3.1. Con il secondo motivo di ricorso il ricorrente lamenta l’insufficiente esame degli atti processuali posti a base della decisione (dichiarazione del ricorrente e regolamento comunale) – art. 360 c.p.c., n. 5. Violazione della L. n. 203 del 1982, artt. 22 e 56. Insufficiente motivazione in relazione al fatto dell’attività produttiva armentizia esercitata dal ricorrente sul fondo ed alla mancata valutazione della medesima nella decisione.

3.2. Con il quarto motivo di ricorso il ricorrente lamenta l’ulteriore violazione della L. n. 203 del 1982, artt. 56 e 58 per l’omessa valutazione sulla derogabilità alle norme sull’affitto agrario nella specie avente ad oggetto pascolo permanente.

Problema proposto: Continua l'estratto qui sopra sui motivi di ricorso in materia di affitto agrario, riprendendo subito dopo la sua ultima frase.

Dati raccolti:
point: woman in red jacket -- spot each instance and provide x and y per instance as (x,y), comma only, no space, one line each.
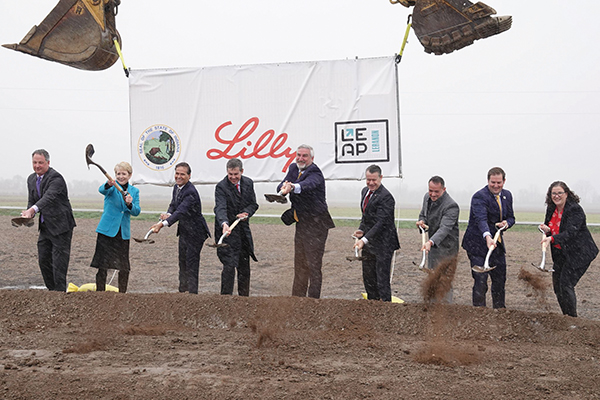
(572,246)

Risposta seguente:
Insufficiente motivazione sul punto. Omessa e/o insufficiente motivazione sulla valutazione della natura giuridica del rapporto, in relazione agli elementi di fatto del medesimo contrarie alle risultanze scritte e sul fatto dell’attività produttiva armentizia esercitata dal ricorrente sul fondo ed alla mancata valutazione della medesima nella decisione.

4.1. I due motivi vanno trattati congiuntamente, stante la loro connessione.

Essi sono infondati.

Entrambi i motivi si fondano sull’assunto che la sentenza impugnata ha errato nell’escludere che potesse considerarsi contratto di affitto, e non vendita di erba, l’attività armentizia di un soggetto, finalizzata alla produzione di latte e carne, su un fondo destinato a pascolo permanente e non soggetto a rotazione agraria.

Tale assunto è infondato, come chiaramente esposto dalla sentenza impugnata.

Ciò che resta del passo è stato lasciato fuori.